| Records for this exercise |
━━━━━━━━━━

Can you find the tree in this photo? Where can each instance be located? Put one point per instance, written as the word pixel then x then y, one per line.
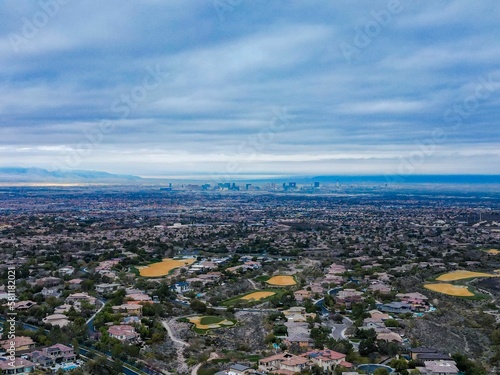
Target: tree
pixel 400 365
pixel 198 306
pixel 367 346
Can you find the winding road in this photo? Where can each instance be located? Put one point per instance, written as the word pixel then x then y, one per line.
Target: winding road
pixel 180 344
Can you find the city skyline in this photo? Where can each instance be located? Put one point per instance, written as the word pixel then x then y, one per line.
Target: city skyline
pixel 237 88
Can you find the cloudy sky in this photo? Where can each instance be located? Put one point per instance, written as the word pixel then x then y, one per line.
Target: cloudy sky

━━━━━━━━━━

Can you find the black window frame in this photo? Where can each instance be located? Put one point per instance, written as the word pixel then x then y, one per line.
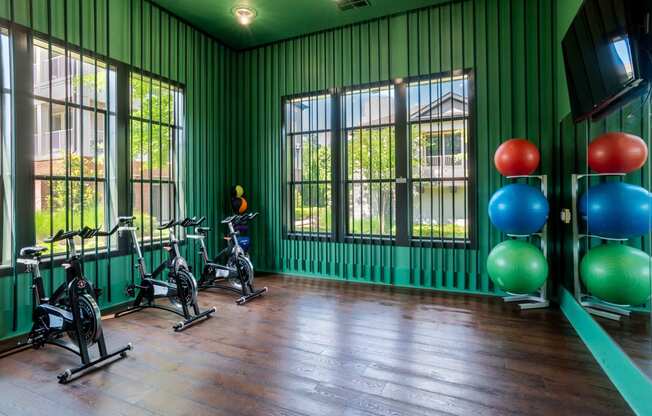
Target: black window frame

━━━━━━━━━━

| To do |
Put the data lines into a JSON list of strings, one string per line with blank lines skipped, beginning at the line that has "Can you find the tree" and stopping after the line that has "pixel 367 346". Leave the pictures out of the list.

| Output for this exercise |
[
  "Can you find the tree in this photo? Where can each instance be located? Put one point per instance, written as the word pixel then x then y, one per line.",
  "Target: tree",
  "pixel 400 365",
  "pixel 198 306",
  "pixel 367 346"
]